__Problem description__: All that should come back is the lines of the data below from the one containing "Where can the grass" to the one containing "Where can the turbine tower", inclusive, exactly as they stand.

[Records from a dataset]
━━━━━━━━━━━━━━━━━━━━

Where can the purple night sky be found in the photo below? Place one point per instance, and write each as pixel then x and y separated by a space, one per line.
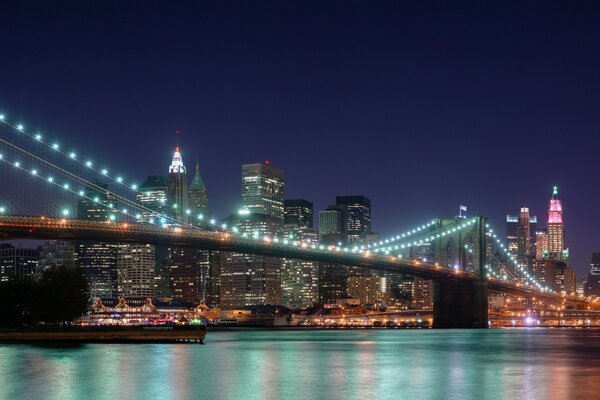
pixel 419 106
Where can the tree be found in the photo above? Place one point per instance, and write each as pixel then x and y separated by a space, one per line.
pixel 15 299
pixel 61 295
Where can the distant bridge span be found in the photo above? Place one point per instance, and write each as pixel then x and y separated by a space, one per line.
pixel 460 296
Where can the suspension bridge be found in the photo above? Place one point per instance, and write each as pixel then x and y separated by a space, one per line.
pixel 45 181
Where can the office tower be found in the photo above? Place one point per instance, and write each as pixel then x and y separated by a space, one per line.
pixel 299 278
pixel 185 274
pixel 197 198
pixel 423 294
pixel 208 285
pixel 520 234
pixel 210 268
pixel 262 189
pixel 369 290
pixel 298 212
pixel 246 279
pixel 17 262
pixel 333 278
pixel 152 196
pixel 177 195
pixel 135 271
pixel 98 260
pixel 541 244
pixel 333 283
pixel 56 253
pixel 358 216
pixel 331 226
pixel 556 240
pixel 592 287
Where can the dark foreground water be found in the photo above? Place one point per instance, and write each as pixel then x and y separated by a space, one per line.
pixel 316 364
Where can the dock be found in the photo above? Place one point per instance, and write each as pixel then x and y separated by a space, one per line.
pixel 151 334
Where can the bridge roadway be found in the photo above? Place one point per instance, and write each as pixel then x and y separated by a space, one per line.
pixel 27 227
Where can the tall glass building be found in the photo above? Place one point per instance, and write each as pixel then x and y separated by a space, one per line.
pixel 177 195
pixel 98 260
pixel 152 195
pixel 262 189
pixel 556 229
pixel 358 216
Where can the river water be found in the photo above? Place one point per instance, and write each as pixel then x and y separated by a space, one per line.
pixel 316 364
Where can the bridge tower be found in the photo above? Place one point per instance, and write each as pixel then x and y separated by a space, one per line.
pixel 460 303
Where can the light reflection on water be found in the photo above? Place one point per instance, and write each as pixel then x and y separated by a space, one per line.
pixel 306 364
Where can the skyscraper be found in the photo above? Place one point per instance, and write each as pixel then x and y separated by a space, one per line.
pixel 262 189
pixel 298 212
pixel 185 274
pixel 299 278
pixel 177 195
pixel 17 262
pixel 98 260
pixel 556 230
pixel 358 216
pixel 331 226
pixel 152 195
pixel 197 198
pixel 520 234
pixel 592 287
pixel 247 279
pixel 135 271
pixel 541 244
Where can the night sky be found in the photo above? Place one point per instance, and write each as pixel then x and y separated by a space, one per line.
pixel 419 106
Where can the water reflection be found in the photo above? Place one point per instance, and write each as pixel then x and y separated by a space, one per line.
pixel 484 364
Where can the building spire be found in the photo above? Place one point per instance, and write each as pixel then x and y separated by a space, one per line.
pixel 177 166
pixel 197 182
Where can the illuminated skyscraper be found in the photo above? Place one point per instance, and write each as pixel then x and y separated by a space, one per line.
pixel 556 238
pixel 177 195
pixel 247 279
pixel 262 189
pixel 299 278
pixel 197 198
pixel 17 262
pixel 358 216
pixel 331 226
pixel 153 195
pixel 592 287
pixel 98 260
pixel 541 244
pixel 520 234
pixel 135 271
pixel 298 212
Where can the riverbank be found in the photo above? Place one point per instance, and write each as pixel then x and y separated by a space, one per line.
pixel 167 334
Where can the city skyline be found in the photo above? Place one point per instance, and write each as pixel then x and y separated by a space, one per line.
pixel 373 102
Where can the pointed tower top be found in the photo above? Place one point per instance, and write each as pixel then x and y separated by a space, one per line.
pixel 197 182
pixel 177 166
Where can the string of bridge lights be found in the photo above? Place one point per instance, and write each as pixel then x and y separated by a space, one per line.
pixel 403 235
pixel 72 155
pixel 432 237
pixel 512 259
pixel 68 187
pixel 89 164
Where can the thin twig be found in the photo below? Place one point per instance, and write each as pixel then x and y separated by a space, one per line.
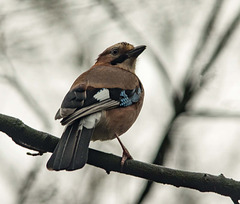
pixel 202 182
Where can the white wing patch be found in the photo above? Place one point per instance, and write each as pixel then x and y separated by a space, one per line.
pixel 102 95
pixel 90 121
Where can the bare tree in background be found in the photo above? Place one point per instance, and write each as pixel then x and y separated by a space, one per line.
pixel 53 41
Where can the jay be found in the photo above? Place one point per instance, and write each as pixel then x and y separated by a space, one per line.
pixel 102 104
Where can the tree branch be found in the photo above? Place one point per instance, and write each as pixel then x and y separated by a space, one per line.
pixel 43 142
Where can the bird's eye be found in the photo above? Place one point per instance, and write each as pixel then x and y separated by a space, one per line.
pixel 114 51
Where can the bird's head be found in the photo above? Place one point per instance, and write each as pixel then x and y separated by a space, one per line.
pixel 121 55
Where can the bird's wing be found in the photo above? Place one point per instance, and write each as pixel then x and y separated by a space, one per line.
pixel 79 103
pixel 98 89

━━━━━━━━━━━━━━━━━━━━

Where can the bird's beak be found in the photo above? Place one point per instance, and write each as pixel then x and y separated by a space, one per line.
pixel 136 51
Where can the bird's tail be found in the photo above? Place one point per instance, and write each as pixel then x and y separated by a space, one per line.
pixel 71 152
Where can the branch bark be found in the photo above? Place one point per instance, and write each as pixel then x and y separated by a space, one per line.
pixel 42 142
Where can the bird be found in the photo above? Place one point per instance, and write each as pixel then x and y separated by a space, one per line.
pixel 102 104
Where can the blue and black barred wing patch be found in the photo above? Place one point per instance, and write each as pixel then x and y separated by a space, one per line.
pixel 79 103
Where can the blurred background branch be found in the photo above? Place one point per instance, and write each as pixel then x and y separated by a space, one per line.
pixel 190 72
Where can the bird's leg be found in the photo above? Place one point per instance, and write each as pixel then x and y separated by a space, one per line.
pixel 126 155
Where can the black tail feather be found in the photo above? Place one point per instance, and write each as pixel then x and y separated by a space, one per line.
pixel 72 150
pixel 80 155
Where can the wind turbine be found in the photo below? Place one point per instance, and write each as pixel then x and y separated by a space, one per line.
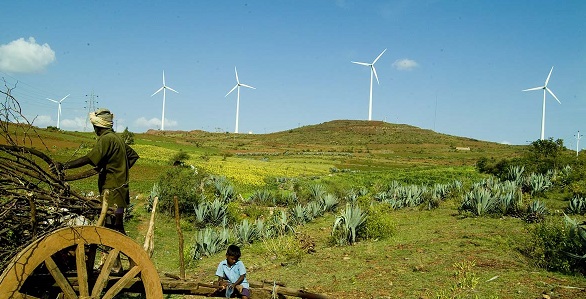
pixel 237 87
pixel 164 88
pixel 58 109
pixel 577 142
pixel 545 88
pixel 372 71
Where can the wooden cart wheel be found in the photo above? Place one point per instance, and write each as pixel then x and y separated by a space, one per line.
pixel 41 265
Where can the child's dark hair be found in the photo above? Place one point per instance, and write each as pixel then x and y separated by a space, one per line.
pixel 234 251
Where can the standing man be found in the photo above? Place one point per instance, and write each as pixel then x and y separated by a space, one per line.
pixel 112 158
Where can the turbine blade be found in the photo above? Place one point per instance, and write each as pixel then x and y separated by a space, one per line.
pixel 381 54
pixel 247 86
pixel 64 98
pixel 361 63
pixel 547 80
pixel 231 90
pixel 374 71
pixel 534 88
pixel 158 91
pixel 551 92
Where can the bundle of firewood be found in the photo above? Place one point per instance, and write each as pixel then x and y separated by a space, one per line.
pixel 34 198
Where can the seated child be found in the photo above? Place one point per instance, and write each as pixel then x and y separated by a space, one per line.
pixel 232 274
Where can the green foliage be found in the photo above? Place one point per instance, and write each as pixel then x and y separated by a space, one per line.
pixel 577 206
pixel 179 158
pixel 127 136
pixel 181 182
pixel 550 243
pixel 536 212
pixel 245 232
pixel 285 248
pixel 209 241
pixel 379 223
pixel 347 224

━━━━━━━━━━━━━━━━━━━━

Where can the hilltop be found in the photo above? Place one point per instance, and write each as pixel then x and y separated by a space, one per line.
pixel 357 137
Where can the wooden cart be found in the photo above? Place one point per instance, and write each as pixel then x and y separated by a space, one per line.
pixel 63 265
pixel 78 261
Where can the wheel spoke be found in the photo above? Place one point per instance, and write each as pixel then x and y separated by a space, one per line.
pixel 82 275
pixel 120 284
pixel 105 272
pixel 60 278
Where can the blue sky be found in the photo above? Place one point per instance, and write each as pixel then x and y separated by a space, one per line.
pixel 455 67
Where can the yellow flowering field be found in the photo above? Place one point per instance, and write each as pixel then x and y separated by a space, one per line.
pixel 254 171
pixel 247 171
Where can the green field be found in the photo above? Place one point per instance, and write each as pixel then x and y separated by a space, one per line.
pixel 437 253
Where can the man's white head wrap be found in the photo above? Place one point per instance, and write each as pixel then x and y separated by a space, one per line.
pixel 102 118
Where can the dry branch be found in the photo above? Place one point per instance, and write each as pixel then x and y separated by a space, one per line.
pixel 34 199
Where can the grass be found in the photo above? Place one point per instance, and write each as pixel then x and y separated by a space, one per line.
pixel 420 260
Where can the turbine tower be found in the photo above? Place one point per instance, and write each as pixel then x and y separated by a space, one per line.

━━━━━━━━━━━━━━━━━━━━

__Answer space__:
Where can the grass be found in the photo above? Place one point per instance, and write each as pixel then x and y separated by a space, one per line.
pixel 420 260
Where can the turbine tower be found in the photo above? Place one point per instance, and write each as pixel then x and y separated by a space, one per line.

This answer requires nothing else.